Приведённый отрывок:
<<<<

О жестокости красных я впервые прочитал в Конармии Бабеля: как один будёновец ставил в ряд пять пленных поляков и одной пулей в висок ближайшему всех убивал. Такое вот развлечение… Белые дрались умением, а красные брали массой и непрерывностью атак, не давая противнику передохнуть. Какой там Суворов с его принципом бить не числом, а уменьем! Белый генерал Туркул не раз писал по этому поводу: красные валят и валят, многочисленные, «как икра»… Это, кстати, как я уже упоминал, так и осталось недоброй традицией советской армии: воевать числом, а не умением: так было в гражданскую, так было в финскую, так было (свидетель – мой отец) и в Великую Отечественную. «Единица – вздор, единица – ноль.» (Маяковский). Несмотря ни на что время показало историческую правоту борьбы Белой армии, но слишком поздно. За три поколения коммунистам в России удалось-таки вывести новый народ – не русский, но советско-русский, до сих пор вполне терпимо относящийся к памятникам Ленина по всей России всё ещё торчащими от Океана до Океана и позорящим Россию перед лицом Господа, народом, некоторые представители которого вновь вытаскивают на свет божий портреты собственного палача Сталина. Этот гнойник в общественном сознании России ещё предстоит окончательно исторгнуть, чтобы выздороветь. Но возвращусь к теме нравственности и войны. И здесь мне кажется более всего уместным закончить тему словами участника почти всех походов белых артиллериста С. Мамонтова. (книга «Походы и кони»). «Когда говорят о нарушении правил войны, мне смешно слушать. Война – самая аморальная вещь, гражданская наипаче. Правило для аморализма? Можно калечить и убивать здоровых, а нельзя прикончить раненного. Где логика? Рыцарские чувства на войне не применимы. Это только пропаганда для дураков.. Преступление и убийство становятся доблестью. Врага берут внезапно, ночью, с тыла, из засады, превосходящим числом. Говорят неправду. Что тут рыцарского?… Мне кажется, что лучше сказать жестокую правду, чем повторять розовую ложь.»

>>>>

Задание 1: Перескажите короче, в виде списка, абзац приведённого отрывка, который начинается словами «О жестокости красных я впервые прочитал». Сохраните его основные факты.
Задание 2: В какой книге автор приведённого отрывка впервые прочитал о жестокости красных?

Исходные данные:
<<<<

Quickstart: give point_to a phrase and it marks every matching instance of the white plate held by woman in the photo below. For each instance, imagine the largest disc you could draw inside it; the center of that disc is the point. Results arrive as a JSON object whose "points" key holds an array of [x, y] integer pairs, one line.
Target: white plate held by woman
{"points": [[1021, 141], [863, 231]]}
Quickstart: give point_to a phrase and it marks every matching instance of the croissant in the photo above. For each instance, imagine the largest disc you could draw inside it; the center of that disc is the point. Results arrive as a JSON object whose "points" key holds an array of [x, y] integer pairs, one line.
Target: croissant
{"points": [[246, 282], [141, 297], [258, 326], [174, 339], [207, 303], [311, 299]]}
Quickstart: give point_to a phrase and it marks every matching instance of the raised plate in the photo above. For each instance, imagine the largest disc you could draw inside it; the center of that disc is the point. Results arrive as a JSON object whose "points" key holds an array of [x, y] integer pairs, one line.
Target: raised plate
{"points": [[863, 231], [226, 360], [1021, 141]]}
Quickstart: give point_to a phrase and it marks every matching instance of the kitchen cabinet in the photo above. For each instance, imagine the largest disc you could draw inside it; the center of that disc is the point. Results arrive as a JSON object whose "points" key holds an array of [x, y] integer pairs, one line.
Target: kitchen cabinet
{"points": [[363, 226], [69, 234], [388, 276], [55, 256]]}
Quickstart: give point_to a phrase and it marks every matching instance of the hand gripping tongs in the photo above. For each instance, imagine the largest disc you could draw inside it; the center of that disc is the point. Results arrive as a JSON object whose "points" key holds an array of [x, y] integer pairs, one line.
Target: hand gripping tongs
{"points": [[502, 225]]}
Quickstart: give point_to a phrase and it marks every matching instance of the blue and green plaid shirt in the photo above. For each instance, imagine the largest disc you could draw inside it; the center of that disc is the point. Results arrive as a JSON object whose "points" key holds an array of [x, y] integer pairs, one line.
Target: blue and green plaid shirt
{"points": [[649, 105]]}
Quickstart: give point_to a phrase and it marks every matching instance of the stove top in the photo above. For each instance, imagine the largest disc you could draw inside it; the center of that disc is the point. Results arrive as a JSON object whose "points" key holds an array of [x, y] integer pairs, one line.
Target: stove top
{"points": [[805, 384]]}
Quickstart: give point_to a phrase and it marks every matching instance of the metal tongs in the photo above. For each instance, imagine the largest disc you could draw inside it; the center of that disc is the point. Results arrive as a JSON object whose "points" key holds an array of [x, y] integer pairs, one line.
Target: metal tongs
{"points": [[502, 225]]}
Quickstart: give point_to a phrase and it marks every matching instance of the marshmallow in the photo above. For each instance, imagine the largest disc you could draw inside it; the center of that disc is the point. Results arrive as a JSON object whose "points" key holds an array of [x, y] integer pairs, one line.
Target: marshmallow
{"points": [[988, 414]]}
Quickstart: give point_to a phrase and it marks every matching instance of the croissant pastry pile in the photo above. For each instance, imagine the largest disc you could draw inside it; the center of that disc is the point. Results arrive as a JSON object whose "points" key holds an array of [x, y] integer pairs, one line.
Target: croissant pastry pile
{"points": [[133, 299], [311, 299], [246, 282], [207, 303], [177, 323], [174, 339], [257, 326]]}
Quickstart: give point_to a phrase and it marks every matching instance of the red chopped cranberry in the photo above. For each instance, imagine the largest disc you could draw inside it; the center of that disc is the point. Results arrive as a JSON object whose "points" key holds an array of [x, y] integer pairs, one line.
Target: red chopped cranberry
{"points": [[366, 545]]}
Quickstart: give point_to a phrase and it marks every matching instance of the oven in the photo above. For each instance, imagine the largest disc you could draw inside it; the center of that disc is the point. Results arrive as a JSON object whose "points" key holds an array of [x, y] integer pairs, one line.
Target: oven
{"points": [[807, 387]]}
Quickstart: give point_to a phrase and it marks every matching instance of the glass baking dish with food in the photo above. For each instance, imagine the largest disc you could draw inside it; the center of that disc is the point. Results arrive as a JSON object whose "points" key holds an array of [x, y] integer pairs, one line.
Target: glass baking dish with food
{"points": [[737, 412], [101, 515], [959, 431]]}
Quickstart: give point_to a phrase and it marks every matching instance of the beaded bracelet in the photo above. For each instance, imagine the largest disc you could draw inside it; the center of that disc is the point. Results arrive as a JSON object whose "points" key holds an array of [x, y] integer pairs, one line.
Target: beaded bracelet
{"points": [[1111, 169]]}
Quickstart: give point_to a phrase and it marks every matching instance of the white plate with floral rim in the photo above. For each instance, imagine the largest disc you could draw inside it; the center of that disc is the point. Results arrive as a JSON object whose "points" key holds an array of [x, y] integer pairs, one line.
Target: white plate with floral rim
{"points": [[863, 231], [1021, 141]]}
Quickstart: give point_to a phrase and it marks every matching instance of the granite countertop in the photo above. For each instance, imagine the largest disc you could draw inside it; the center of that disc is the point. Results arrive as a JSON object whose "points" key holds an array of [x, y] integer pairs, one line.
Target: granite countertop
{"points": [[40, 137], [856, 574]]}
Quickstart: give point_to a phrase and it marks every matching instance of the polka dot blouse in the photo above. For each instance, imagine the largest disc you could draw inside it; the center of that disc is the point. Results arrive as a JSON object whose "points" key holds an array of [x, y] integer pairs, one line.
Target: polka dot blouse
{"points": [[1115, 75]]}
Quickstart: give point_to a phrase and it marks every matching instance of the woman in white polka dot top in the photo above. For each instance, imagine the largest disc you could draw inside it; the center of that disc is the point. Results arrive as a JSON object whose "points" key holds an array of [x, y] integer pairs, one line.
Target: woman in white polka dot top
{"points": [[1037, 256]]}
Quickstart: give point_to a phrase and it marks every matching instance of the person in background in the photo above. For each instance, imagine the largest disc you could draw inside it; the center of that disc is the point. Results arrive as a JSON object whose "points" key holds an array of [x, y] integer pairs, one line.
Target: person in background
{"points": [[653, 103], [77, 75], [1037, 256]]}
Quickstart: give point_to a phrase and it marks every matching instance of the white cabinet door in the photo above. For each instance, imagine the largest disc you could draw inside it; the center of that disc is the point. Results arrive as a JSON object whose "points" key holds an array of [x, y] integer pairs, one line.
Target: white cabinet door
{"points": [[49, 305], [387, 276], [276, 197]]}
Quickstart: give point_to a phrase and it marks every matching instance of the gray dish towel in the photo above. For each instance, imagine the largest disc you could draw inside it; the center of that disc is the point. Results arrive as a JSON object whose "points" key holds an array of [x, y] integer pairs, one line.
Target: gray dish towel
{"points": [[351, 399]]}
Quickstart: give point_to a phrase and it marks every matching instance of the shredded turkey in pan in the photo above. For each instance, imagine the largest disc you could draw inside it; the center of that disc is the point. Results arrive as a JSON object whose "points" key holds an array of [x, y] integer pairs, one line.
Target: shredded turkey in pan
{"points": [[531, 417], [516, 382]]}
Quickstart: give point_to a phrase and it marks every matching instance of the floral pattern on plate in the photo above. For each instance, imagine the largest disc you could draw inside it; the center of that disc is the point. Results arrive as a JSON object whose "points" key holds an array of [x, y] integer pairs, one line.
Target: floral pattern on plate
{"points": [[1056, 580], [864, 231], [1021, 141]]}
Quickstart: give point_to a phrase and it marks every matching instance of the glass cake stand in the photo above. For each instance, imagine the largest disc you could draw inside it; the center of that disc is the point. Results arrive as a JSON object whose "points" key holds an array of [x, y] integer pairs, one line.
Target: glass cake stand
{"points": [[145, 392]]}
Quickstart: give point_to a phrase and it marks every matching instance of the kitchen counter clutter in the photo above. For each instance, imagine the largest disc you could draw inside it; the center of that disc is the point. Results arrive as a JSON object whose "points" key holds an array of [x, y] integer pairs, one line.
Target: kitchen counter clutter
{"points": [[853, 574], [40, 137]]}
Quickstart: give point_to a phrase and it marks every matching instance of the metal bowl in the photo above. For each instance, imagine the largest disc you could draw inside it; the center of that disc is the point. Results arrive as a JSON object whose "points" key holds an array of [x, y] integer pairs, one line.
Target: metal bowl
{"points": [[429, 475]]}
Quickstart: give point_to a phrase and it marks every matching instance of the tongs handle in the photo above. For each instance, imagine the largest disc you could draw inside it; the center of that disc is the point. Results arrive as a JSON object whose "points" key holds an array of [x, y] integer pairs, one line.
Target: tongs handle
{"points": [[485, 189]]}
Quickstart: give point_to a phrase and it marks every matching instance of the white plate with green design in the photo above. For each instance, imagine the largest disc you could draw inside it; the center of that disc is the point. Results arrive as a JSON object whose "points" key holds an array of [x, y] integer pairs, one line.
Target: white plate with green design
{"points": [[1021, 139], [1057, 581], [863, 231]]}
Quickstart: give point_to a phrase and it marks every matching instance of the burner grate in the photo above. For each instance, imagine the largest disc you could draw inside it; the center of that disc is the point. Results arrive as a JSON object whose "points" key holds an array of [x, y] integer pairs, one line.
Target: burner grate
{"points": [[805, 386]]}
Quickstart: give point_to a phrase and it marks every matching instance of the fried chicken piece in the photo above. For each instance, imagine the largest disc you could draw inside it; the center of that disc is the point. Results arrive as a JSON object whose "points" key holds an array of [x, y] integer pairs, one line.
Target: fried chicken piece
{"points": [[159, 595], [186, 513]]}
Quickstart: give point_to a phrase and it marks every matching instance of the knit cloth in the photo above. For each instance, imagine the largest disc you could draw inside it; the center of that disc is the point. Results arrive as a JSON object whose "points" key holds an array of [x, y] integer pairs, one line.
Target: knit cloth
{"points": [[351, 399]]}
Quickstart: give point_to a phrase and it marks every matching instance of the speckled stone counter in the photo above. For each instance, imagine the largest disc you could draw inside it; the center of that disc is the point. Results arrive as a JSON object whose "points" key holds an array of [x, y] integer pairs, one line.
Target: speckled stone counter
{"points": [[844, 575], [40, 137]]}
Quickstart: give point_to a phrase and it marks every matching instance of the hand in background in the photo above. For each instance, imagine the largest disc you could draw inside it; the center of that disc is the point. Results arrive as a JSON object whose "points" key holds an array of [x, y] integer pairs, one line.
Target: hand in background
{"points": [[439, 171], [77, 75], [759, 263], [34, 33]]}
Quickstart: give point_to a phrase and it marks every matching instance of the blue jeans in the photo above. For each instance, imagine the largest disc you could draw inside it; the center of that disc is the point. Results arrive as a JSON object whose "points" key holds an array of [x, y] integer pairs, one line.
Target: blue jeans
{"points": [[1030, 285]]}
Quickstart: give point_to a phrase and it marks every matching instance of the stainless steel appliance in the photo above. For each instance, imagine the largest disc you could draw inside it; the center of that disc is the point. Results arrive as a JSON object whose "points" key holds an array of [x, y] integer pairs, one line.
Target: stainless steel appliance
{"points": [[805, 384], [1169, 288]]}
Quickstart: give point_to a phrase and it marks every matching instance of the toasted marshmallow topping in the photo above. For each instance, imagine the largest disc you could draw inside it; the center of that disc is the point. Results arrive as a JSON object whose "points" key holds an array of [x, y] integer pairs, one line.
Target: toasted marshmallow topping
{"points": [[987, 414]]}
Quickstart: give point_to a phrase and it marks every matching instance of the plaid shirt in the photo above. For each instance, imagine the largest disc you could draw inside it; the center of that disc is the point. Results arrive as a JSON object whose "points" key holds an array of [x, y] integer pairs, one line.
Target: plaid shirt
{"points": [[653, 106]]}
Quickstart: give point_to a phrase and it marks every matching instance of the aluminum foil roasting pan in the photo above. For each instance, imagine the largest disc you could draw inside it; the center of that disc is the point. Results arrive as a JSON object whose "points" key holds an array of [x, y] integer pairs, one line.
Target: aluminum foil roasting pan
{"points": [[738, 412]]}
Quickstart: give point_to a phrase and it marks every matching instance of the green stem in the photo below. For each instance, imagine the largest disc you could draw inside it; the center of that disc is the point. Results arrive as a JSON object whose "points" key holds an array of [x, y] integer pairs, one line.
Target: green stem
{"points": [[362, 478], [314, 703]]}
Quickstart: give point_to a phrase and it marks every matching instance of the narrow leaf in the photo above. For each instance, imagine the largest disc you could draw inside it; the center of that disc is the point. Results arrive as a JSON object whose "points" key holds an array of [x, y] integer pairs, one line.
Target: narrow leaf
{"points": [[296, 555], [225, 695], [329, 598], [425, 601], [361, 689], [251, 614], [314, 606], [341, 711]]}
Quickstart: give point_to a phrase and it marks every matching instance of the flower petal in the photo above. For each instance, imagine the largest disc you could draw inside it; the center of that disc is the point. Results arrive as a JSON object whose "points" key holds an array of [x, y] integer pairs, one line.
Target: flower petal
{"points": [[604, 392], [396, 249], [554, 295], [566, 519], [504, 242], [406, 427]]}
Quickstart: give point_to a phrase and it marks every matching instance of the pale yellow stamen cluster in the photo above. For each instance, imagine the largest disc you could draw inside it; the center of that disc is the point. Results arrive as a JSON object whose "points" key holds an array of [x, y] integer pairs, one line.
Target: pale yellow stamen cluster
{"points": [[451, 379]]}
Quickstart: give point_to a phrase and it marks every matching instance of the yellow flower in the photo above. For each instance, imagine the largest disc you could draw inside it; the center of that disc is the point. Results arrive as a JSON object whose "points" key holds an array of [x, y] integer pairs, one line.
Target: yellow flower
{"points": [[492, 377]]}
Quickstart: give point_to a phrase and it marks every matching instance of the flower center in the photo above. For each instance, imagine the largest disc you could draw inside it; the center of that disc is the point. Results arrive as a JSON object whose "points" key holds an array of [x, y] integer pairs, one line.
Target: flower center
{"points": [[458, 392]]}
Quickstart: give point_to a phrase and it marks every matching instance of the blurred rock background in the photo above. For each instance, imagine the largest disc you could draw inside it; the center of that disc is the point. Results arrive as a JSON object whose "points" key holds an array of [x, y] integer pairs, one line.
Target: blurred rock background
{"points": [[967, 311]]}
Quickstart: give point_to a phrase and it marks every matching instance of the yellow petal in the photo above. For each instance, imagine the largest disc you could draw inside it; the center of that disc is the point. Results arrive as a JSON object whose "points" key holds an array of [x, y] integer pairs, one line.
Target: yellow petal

>>>>

Ответ 1:
- О жестокости красных автор впервые прочитал в «Конармии» Бабеля. Там будёновец ставил в ряд пять пленных поляков и убивал всех одной пулей.
- Белые дрались умением, а красные брали массой и непрерывностью атак. Генерал Туркул писал, что красные многочисленны, «как икра».
- По словам автора, воевать числом, а не умением стало традицией советской армии. Так было в гражданскую, в финскую и в Великую Отечественную, свидетелем которой был отец автора.
- Время показало историческую правоту Белой армии, но слишком поздно. За три поколения коммунисты вывели «советско-русский» народ, который терпимо относится к памятникам Ленина, а некоторые его представители вновь достают портреты Сталина. Этот «гнойник» в общественном сознании ещё предстоит исторгнуть.
- Тему нравственности и войны автор завершает словами артиллериста С. Мамонтова из книги «Походы и кони». Мамонтов пишет, что война — самая аморальная вещь, а рыцарские чувства на ней неприменимы. По его мнению, лучше сказать жестокую правду, чем повторять розовую ложь.

Ответ 2: В «Конармии» Бабеля.